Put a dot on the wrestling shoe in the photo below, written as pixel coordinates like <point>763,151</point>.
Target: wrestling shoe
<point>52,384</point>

··········

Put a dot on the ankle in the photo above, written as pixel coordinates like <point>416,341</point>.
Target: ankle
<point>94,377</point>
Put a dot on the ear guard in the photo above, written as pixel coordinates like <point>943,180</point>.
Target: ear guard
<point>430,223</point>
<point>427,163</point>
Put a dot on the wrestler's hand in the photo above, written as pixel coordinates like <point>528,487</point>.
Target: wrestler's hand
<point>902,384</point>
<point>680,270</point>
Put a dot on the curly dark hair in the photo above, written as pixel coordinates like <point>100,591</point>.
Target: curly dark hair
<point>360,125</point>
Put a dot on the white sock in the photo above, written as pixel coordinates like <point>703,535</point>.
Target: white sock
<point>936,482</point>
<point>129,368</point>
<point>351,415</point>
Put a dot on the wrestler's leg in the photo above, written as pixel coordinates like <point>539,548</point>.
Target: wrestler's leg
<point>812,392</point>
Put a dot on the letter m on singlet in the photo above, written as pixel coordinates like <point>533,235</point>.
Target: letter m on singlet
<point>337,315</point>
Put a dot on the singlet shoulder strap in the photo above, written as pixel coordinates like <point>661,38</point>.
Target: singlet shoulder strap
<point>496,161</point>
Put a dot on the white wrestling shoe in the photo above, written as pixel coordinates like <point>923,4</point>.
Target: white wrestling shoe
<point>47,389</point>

··········

Each line in the data that holds the word "above" must be copied.

Put a dot on the ankle in the photo above, written as pixel coordinates like <point>416,341</point>.
Put a dot on the ear guard in the photo above, written as pixel coordinates like <point>943,180</point>.
Put a dot on the wrestler's hand in the photo above, written as pixel coordinates like <point>528,487</point>.
Put a dot on the curly dark hair in the photo above, written as pixel coordinates like <point>100,591</point>.
Put a dot on the white sock in the photo above, written as pixel coordinates like <point>703,535</point>.
Put a dot on the wrestler's leg in the photo above, written as pixel coordinates like <point>539,548</point>.
Put a dot on the letter m on singlet in the photo above, written as pixel coordinates like <point>533,235</point>.
Put a dot on the singlet shoulder strap in the photo above, written as pixel coordinates like <point>661,38</point>.
Put a dot on the white wrestling shoe in the photo above, written as pixel coordinates like <point>923,4</point>.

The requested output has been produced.